_BRIEF_.
Leave the pictures out. Return all other data exactly.

-- Begin RECORDS TO PROCESS --

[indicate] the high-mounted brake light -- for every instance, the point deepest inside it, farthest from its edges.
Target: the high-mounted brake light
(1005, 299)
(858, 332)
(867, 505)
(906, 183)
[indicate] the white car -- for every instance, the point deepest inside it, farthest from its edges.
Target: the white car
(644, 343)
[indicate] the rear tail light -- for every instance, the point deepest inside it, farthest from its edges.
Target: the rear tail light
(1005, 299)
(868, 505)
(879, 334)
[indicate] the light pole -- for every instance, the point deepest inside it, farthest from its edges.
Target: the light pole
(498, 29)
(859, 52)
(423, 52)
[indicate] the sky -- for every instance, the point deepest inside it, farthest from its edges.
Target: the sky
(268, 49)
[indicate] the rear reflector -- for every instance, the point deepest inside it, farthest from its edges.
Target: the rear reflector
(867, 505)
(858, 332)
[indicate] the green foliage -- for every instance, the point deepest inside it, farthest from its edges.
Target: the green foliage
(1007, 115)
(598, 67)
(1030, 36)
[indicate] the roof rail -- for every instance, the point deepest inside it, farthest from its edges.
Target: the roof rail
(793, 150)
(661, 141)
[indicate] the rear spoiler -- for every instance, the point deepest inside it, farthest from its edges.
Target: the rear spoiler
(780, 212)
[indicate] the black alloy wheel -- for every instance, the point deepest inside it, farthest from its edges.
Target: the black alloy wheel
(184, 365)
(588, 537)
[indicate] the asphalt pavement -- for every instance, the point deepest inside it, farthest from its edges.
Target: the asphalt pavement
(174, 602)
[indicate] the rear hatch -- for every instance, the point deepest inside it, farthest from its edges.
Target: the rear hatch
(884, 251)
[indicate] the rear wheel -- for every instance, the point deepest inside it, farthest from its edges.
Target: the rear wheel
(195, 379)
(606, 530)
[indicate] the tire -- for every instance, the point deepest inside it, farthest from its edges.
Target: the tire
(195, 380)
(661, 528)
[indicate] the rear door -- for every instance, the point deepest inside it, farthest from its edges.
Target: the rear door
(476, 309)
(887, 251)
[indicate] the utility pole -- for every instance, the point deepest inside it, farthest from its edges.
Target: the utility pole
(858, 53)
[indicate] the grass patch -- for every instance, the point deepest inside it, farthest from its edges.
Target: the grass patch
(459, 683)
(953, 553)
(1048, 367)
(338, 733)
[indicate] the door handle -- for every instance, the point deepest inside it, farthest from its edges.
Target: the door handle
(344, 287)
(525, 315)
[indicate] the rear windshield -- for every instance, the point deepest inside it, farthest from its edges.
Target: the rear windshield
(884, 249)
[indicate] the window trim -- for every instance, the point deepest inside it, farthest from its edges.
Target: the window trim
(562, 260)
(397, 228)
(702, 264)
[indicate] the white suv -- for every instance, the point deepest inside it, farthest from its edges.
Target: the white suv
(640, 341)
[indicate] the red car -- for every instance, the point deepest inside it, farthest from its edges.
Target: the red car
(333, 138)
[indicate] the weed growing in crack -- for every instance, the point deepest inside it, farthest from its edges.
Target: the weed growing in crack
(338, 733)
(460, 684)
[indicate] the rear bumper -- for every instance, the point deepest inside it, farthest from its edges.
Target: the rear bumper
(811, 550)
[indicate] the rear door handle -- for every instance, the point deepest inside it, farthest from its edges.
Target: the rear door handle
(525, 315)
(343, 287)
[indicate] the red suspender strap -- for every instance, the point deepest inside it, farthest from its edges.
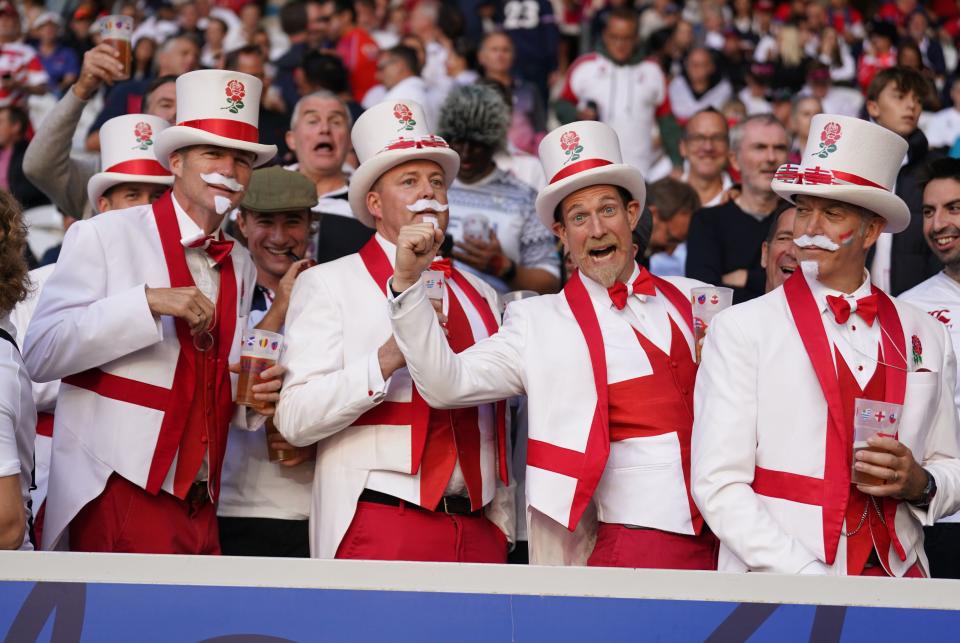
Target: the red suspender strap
(490, 323)
(586, 467)
(834, 489)
(676, 297)
(378, 265)
(836, 484)
(894, 355)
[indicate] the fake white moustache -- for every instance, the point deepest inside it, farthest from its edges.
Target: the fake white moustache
(817, 241)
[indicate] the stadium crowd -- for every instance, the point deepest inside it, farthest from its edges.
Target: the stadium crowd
(480, 227)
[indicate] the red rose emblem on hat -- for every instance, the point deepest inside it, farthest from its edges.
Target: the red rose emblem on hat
(235, 92)
(570, 144)
(404, 116)
(828, 139)
(144, 135)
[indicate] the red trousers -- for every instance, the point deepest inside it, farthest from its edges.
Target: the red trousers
(125, 518)
(382, 532)
(619, 546)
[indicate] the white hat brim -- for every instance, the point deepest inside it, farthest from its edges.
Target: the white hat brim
(622, 175)
(879, 201)
(371, 170)
(178, 137)
(102, 181)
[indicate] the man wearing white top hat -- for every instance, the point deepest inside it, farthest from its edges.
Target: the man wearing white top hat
(784, 375)
(140, 320)
(607, 366)
(394, 478)
(132, 177)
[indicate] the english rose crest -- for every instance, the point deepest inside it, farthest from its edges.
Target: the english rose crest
(144, 135)
(235, 92)
(404, 116)
(828, 140)
(570, 144)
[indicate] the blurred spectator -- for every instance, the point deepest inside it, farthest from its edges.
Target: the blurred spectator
(176, 56)
(496, 57)
(724, 244)
(59, 61)
(13, 144)
(615, 85)
(918, 30)
(700, 86)
(18, 419)
(834, 100)
(900, 261)
(493, 222)
(306, 24)
(21, 72)
(398, 71)
(705, 147)
(320, 138)
(802, 109)
(943, 129)
(532, 26)
(48, 162)
(671, 204)
(323, 71)
(879, 53)
(757, 91)
(355, 46)
(214, 37)
(272, 123)
(777, 255)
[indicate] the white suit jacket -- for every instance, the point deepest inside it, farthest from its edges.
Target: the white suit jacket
(335, 326)
(758, 403)
(540, 351)
(93, 313)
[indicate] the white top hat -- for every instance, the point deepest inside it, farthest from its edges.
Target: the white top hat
(579, 155)
(127, 154)
(387, 135)
(849, 160)
(216, 108)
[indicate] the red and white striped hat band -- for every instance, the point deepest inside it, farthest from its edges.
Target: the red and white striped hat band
(791, 173)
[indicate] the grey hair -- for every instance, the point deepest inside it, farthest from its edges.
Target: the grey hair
(736, 134)
(474, 113)
(321, 94)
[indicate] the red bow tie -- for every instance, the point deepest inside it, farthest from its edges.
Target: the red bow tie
(444, 266)
(866, 307)
(218, 249)
(642, 285)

-- End RECORDS TO PROCESS --

_WRITTEN REPLY_.
[indicate] the high-mounted brake light -- for every instance, the point deepest inside it, farthest from its edges.
Target: the high-mounted brake light
(1005, 299)
(858, 332)
(867, 505)
(906, 183)
[indicate] the white car -- for every instance, the point deepest inside it, farthest from its edges.
Target: the white car
(644, 343)
[indicate] the rear tail light -- for every instance, the point deepest inside it, farthest from its edges.
Target: the rear tail light
(1005, 299)
(868, 505)
(879, 334)
[indicate] the light pole -- for every instance, the point deepest inside it, farthest from its edges.
Target: the light pole
(498, 29)
(859, 52)
(423, 52)
[indicate] the sky -- for every instance, the point deepest inside it, farthest from its edges.
Target: the sky
(268, 49)
[indicate] the rear reflector -- for every instance, the point deepest inside it, farthest from its edges.
Target: the rear reflector
(867, 505)
(858, 332)
[indicate] the green foliage -- for every instance, the point deepest inside it, farthest from its edges.
Target: the green foliage
(1007, 115)
(598, 67)
(1030, 36)
[indicate] the roof rail -- for every instance, the point deepest inside it, farthest from its edges.
Target: the roof rail
(793, 150)
(661, 141)
[indicate] the rear spoiler -- for every instance, the point deepest inside it, farthest from its edges.
Target: the rear spoiler
(780, 212)
[indicate] the black alloy wheel -- for every instance, the point deepest inside it, farthest from its edges.
Target: the black alloy wheel
(184, 365)
(588, 537)
[indicate] the asphalt pavement -- for every instance, the point deepest inside it, farthest from its edges.
Target: the asphalt pavement
(174, 602)
[indicate] the rear hatch -- for every instance, the point deepest inside it, farthest from its edges.
Target: the rear hatch
(884, 251)
[indicate] the rear wheel -- for every instance, the point deepest inside it, farthest from its edges.
Target: the rear wheel
(195, 379)
(606, 530)
[indicate] the tire -- for every instance, the point deepest inside it, farthest from its edges.
Target: the tire
(195, 380)
(661, 528)
[indicate] the rear door -- for every instance, the point deepest inside it, farthest from its edges.
Target: the rear door
(476, 309)
(887, 251)
[indicate] the utility pole -- for every instance, the point deepest inside it, farthest from its edges.
Target: the utility pole
(858, 53)
[indicate] the grass patch -- for every instance, the point deepest inside it, farthest from its edges.
Target: the grass patch
(459, 683)
(953, 553)
(1048, 367)
(338, 733)
[indicate] the door handle -- for every instance, the point deepest inside it, farthest from its edges.
Target: the door handle
(344, 287)
(525, 315)
[indicate] the rear windshield -- for every instance, the point deepest inside it, farthest from its edges.
Target: the rear windshield
(884, 249)
[indicate] the window trim -- for every instance, the point deepest inside it, farthest from its edges.
Target: the window trim
(562, 260)
(397, 228)
(702, 264)
[indicate] the white suv -- for every instance, the point deepest inside it, farthest from its edges.
Target: the white suv
(640, 341)
[indicate] the red car -- for every instance, the point deepest inside it, farthest from its edges.
Target: the red car
(333, 138)
[indicate] the weed growing in crack -- for every instance, the point deepest inside it, farthest from its edges.
Target: the weed growing in crack
(338, 733)
(460, 684)
[indicate] the rear bumper -- for every instance, the point deepest inside it, farthest from its edges.
Target: the rear bumper
(811, 550)
[indicate] the rear door handle -- for every instance, the point deepest inside it, farthest from its edges.
Target: the rear door handle
(525, 315)
(343, 287)
[indicate] the red suspender strap -- for every instance, the point deepest inside it, farthest from its edges.
Target: the red suspender strap
(490, 323)
(586, 467)
(834, 489)
(676, 297)
(378, 265)
(836, 484)
(894, 355)
[indicate] the fake white moustache -- for every instance, the point deepest inside it, farthest from its edges.
Target: the fake white moustache
(817, 241)
[indicate] the stadium crowd -- for every instance, the point deepest inside it, farthest from its edges.
Target: the stadium crowd
(480, 227)
[indicate] the red rose emblem on hat -- for every instance, the point deepest inside it, farthest from its edges.
Target: the red rose emblem on hat
(235, 92)
(570, 144)
(404, 116)
(828, 139)
(144, 135)
[indicate] the red trousers -- for every instance, the point deepest inside it, farthest from its edges.
Target: the red trousers
(125, 518)
(382, 532)
(619, 546)
[indicate] the white hat brim -- for every instance, the point deepest inside it, farthest from its edges.
Target: the white hat brim
(622, 175)
(879, 201)
(371, 170)
(178, 137)
(102, 181)
[indicate] the man wearing white top hat -- for every instance, the point deepest inside it, farthest from its edges.
Target: the man wearing white top hat
(784, 375)
(140, 320)
(607, 366)
(394, 478)
(132, 177)
[indicate] the english rose crest -- for every instance, the point deepest inside it, farthest from its edges.
Target: the english rose crest
(144, 135)
(235, 92)
(404, 116)
(828, 140)
(570, 144)
[indicate] the blurred spectator -- for every instance, the point deepest inside it, farthest from its edges.
Target: the blurred spectator
(176, 56)
(496, 57)
(724, 244)
(59, 61)
(13, 144)
(615, 85)
(918, 30)
(700, 86)
(18, 419)
(834, 100)
(900, 261)
(493, 222)
(306, 24)
(21, 72)
(398, 71)
(705, 147)
(320, 138)
(802, 109)
(943, 129)
(532, 26)
(48, 162)
(671, 204)
(323, 71)
(879, 53)
(757, 91)
(355, 46)
(214, 37)
(272, 123)
(777, 255)
[indicate] the white suit jacket -- for every instance, the point deepest inside it, farthest from its edges.
Target: the white suit jacket
(335, 326)
(758, 403)
(540, 351)
(93, 313)
[indicate] the white top hat -- for every instance, the point deepest inside it, farthest from its edges.
Target: the white top hat
(579, 155)
(127, 154)
(387, 135)
(849, 160)
(216, 108)
[indicate] the red and white striped hat band -- for every instance, the point deepest inside it, farthest from its edges.
Target: the red and white striped hat band
(791, 173)
[indicate] the grey hair -- for every instance, the point deepest inside it, farthest from its edges.
Target: the grey hair
(736, 134)
(474, 113)
(321, 94)
[indicate] the red bow tie -- for every instance, the point deepest inside it, farthest from its edges.
Target: the red bow tie
(444, 266)
(866, 307)
(218, 249)
(642, 285)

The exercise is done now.